- Exercise -
Copy out the line containing "Target: player's back" and each line after it, through the last one in the material, exactly as written.

start Data section

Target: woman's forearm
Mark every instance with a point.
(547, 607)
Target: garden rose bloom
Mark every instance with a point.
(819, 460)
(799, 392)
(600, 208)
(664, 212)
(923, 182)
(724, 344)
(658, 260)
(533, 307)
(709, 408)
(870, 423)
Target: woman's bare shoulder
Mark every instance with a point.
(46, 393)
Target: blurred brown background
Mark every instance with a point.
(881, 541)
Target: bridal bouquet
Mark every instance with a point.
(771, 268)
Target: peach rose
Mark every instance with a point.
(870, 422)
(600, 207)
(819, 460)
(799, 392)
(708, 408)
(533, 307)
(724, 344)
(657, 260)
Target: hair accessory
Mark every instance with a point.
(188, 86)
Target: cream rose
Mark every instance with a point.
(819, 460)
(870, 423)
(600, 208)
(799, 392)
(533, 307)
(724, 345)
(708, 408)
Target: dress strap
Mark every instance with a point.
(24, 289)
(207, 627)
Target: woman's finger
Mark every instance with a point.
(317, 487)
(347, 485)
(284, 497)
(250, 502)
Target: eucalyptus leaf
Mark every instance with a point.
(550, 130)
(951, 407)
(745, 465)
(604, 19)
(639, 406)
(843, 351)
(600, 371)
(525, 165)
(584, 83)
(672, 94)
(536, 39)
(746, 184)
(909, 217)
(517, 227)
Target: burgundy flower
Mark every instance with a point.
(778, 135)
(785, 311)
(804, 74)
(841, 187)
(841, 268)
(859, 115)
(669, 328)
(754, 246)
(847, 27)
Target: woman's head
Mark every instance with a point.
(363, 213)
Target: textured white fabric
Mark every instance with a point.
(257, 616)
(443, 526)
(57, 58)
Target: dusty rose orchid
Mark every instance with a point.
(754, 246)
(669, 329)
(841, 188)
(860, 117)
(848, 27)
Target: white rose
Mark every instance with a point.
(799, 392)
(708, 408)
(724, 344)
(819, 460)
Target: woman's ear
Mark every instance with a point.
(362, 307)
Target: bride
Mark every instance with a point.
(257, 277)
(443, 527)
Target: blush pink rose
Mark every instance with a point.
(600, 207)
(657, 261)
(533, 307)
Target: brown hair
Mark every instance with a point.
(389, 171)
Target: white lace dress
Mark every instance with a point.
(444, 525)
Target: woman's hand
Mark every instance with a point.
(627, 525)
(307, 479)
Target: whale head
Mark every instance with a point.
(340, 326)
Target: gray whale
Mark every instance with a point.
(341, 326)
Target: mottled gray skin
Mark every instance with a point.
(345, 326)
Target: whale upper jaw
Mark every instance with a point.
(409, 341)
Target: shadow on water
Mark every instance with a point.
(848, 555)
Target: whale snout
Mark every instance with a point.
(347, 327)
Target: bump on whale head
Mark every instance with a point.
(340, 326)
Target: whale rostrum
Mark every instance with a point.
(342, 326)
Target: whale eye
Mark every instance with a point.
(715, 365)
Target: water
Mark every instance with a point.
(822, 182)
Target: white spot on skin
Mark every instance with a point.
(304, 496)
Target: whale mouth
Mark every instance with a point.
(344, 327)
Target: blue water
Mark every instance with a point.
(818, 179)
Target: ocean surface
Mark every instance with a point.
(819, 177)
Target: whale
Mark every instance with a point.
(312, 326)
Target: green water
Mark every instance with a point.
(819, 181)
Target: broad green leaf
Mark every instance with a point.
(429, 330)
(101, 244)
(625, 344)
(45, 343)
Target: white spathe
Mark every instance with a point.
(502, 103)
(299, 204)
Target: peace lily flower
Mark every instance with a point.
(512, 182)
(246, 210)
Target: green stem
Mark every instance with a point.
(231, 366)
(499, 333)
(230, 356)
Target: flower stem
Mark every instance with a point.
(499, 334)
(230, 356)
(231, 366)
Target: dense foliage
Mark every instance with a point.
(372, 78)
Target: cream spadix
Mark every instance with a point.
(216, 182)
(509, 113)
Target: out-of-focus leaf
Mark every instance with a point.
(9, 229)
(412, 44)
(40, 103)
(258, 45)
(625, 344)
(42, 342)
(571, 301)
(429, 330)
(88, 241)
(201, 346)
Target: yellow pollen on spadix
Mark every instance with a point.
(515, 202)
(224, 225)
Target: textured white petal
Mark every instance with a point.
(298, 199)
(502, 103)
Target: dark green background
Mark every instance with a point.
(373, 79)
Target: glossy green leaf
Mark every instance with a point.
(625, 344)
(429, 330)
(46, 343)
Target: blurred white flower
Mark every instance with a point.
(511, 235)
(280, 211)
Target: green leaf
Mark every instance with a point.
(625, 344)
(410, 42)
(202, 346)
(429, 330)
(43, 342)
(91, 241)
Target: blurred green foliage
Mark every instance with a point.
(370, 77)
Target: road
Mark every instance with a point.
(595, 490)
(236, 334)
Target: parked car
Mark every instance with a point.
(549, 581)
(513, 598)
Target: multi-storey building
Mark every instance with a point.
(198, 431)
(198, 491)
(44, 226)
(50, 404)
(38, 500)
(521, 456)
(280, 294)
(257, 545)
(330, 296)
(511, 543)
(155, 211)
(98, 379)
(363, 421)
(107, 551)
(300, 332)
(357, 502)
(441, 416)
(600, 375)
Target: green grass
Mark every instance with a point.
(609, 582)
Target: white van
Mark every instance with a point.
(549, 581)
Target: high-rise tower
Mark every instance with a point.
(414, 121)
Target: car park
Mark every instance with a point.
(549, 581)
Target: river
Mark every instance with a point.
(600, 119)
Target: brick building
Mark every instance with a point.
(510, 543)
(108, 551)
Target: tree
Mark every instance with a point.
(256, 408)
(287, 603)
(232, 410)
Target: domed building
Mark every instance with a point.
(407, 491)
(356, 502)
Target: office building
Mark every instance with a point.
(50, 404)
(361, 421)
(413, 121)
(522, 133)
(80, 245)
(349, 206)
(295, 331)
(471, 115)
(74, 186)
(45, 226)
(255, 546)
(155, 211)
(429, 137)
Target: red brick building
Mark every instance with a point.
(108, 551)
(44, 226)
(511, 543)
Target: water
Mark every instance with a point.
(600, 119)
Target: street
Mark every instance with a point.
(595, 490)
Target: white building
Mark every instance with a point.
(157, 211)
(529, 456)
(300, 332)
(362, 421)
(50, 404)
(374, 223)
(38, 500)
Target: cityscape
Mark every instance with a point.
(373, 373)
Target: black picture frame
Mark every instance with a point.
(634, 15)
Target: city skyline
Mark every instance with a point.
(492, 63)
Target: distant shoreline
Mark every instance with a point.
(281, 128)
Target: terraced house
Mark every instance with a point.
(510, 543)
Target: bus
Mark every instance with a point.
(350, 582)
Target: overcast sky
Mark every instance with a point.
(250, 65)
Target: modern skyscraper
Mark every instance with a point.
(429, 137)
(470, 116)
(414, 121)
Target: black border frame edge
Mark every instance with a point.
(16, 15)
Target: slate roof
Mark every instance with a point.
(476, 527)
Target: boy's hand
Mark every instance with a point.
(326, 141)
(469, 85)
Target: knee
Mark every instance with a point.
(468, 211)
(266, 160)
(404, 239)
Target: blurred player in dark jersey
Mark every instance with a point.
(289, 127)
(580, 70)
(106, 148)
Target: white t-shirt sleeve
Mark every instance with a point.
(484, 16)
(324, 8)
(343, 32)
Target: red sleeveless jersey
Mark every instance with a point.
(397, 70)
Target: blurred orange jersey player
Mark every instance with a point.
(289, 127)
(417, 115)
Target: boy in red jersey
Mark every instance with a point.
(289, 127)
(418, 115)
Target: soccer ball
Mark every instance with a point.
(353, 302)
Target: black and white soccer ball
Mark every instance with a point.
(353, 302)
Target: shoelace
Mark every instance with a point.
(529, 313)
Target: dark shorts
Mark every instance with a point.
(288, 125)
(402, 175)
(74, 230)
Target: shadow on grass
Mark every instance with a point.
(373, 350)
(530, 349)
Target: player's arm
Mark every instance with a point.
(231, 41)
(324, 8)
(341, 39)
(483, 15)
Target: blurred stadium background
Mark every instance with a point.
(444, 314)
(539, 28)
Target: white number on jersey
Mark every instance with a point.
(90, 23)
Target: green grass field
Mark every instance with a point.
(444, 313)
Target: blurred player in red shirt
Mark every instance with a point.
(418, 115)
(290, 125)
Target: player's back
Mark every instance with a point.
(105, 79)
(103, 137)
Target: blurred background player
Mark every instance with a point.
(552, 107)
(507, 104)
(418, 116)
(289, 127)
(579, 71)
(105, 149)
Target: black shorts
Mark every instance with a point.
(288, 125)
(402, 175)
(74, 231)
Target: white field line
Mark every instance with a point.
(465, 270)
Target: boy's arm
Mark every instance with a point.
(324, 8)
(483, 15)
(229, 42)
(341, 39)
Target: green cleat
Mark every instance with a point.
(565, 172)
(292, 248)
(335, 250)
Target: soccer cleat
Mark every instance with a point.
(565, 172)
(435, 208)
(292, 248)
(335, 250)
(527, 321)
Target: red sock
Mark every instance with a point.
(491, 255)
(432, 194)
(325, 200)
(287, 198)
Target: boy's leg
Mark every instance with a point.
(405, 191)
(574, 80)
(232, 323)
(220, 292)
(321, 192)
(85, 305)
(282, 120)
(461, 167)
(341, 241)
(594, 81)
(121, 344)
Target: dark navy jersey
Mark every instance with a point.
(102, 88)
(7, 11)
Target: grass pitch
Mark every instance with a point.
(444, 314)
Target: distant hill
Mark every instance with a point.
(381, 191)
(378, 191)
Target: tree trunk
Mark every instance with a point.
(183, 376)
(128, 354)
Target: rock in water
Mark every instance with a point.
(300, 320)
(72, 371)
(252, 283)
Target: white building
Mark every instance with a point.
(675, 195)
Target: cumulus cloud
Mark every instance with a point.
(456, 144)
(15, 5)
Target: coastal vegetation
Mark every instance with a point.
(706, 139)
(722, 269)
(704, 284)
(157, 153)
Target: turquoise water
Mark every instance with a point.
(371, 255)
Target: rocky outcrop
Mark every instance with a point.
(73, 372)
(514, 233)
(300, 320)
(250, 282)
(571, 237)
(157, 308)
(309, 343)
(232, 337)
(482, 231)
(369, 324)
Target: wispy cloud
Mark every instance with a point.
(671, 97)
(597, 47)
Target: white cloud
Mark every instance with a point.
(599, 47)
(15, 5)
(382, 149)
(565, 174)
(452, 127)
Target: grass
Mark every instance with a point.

end Data section

- Output for this task -
Target: player's back
Mark every instance with a point.
(105, 79)
(103, 137)
Target: blurred background player
Mark every instance with a point.
(552, 107)
(507, 104)
(418, 116)
(289, 127)
(579, 71)
(105, 149)
Target: black shorts
Mark every instance with a point.
(288, 125)
(402, 175)
(74, 231)
Target: white field line
Mark every instance with a point.
(465, 270)
Target: boy's arm
Mark every instance with a point.
(324, 8)
(483, 15)
(229, 42)
(341, 39)
Target: green cleat
Mark every instance with a point.
(565, 172)
(292, 248)
(335, 250)
Target: soccer cleat
Mark every instance with a point.
(565, 172)
(435, 208)
(292, 248)
(335, 250)
(527, 321)
Target: red sock
Mark every instance with a point.
(491, 255)
(432, 194)
(325, 200)
(287, 198)
Target: boy's leg
Mark every instance with a point.
(405, 191)
(574, 80)
(232, 323)
(220, 292)
(321, 192)
(85, 305)
(282, 120)
(461, 167)
(341, 241)
(594, 81)
(121, 344)
Target: dark navy jersey
Mark every instance with a point.
(102, 88)
(7, 11)
Target: grass pitch
Mark every instance with a point.
(444, 314)
Target: distant hill
Mark every instance with a point.
(381, 191)
(378, 191)
Target: tree trunk
Mark every instance with a point.
(183, 376)
(128, 354)
Target: rock in water
Mark every instance with a point.
(300, 320)
(72, 371)
(252, 283)
Target: white building
Mark every instance with a point.
(675, 195)
Target: cumulus cloud
Mark every instance with a point.
(456, 144)
(15, 5)
Target: coastal vegetation
Mark every instance with a point.
(706, 139)
(722, 269)
(704, 284)
(157, 153)
Target: turquoise water
Mark every instance with a point.
(371, 255)
Target: rocky outcrop
Mark every instance with a point.
(73, 372)
(514, 233)
(300, 320)
(250, 282)
(571, 237)
(157, 308)
(309, 343)
(232, 337)
(482, 231)
(369, 324)
Target: wispy cloud
Mark every instance with a point.
(671, 97)
(597, 47)
Target: white cloud
Mark every instance with a point.
(599, 47)
(15, 5)
(382, 149)
(565, 174)
(452, 127)
Target: grass
Mark every instance with a point.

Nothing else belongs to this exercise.